Dataset rows about object locations

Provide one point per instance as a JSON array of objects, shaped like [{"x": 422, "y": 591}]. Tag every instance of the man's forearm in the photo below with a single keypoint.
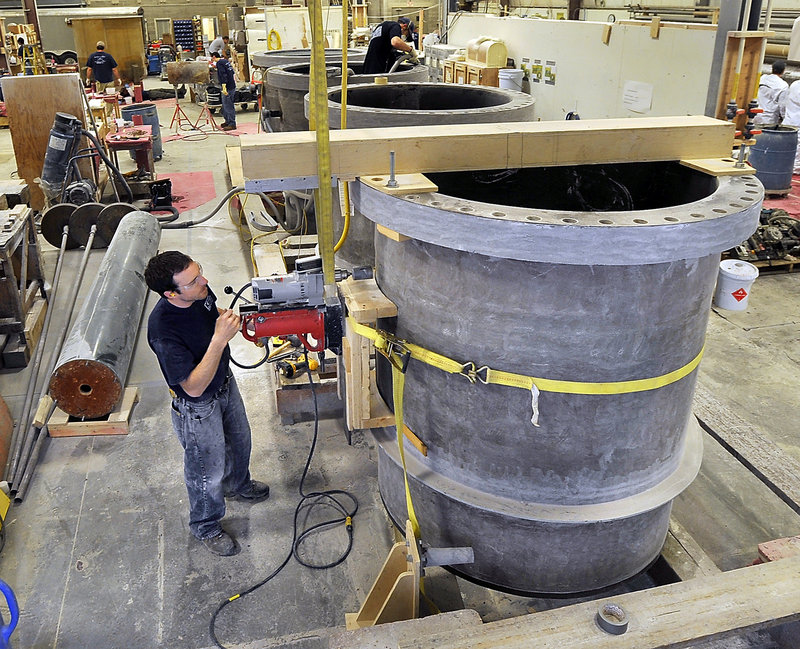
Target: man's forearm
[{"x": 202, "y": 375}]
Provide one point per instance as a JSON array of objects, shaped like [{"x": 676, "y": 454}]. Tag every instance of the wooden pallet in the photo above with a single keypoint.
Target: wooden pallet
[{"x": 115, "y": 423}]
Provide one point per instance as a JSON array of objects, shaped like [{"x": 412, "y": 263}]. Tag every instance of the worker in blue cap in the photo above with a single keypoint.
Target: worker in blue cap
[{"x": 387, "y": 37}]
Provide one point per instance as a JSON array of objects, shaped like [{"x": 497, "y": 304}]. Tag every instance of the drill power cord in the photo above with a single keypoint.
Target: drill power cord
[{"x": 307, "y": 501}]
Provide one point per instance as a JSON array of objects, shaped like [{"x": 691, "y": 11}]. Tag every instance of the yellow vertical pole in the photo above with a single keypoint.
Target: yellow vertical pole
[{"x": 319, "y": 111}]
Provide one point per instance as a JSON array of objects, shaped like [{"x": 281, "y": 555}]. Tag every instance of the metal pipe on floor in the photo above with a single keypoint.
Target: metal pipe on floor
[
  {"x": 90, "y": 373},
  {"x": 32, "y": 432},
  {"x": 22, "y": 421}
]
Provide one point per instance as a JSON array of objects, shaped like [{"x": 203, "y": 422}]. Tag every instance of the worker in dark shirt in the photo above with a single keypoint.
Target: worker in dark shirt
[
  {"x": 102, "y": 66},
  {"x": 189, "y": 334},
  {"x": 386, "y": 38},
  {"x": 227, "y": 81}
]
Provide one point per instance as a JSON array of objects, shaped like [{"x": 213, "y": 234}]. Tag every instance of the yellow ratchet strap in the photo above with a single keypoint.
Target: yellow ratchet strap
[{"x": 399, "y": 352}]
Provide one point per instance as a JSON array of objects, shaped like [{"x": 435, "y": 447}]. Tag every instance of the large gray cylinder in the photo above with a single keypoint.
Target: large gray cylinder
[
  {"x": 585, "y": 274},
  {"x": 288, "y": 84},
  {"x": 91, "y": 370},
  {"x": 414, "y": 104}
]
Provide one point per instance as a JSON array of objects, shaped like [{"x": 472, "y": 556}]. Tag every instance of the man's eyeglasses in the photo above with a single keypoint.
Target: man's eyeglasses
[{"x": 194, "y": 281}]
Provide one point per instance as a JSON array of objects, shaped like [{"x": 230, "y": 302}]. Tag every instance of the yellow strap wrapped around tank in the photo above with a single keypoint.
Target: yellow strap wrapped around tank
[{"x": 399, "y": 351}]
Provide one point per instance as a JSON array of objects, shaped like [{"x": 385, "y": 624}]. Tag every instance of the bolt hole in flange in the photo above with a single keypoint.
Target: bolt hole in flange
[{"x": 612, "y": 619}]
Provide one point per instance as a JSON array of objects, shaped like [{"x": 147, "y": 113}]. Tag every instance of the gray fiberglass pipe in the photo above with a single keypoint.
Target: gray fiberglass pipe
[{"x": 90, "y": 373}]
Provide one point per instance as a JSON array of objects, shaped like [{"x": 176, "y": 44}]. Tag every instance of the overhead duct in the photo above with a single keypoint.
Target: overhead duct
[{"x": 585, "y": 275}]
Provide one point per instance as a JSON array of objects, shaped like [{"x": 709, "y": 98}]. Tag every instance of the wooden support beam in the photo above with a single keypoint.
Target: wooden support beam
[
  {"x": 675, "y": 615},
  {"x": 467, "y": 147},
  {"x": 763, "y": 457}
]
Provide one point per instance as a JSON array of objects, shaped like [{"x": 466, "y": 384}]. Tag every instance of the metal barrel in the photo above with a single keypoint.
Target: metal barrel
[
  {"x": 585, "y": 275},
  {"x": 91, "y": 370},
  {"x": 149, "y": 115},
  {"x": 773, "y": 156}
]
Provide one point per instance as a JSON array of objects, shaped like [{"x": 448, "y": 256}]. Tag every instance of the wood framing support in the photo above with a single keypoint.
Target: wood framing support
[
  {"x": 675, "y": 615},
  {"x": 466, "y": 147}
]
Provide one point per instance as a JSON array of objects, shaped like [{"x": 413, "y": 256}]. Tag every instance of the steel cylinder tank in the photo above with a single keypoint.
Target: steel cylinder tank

---

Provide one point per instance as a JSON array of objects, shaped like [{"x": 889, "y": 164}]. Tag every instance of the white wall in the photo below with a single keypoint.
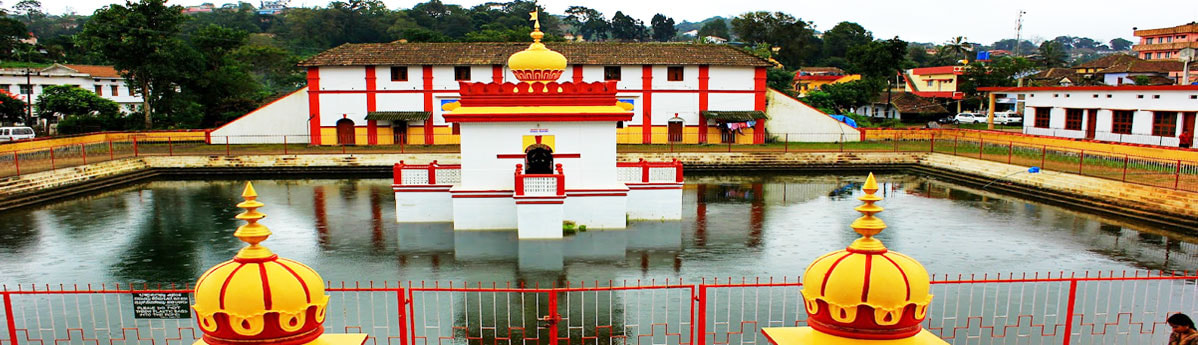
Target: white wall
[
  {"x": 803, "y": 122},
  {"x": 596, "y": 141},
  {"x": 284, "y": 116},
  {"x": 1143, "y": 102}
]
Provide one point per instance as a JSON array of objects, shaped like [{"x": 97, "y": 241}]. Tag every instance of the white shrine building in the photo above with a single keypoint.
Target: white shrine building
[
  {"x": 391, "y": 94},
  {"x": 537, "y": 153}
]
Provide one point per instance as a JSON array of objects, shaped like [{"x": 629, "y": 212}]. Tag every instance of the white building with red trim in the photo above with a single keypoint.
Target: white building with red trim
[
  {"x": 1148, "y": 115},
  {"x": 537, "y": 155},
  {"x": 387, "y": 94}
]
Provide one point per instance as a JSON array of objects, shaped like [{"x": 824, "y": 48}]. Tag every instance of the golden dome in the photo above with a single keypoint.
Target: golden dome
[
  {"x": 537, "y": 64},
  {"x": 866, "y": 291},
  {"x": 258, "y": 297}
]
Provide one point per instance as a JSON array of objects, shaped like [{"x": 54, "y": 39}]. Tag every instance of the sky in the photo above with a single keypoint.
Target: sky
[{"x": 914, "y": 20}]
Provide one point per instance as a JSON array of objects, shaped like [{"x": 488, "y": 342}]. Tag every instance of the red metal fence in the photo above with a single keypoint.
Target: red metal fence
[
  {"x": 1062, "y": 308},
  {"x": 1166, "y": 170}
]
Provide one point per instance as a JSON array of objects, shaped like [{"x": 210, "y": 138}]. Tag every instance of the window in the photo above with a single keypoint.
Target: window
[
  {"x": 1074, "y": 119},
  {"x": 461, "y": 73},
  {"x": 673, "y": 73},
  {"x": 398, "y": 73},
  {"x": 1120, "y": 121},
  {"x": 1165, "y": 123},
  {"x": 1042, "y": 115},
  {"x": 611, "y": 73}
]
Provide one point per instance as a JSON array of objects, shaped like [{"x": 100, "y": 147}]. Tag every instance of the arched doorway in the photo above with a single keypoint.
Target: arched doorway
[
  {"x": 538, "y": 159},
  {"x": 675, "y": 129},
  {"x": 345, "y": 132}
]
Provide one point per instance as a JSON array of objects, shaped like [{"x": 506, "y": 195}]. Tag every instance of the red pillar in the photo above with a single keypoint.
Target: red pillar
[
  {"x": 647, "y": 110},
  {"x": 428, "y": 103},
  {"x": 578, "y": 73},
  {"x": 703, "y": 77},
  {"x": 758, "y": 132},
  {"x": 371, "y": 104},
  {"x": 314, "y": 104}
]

*Exercise*. Which lines in the rows above contain the string "yellow"? Pull out each of those lines, and count only matches with the same case.

*Solution for this exercise*.
Provide one point per instance as a JSON array of objects, shaped like [{"x": 691, "y": 11}]. Tag every instance of the yellow vertical pole in the photo above with a single keypoint.
Target: yellow vertical pole
Provide one point per instance as a JSON array of objects, shaped like [{"x": 213, "y": 234}]. Tag every instance of the yellow ratchet strap in the photo above with a single keypoint.
Target: yellow ratchet strap
Provide one point per instance as a JSON array of objects, shaped like [{"x": 230, "y": 302}]. Tag every instance of the yellow strap wrapped around tank in the photo above with a single keypoint.
Target: yellow strap wrapped around tank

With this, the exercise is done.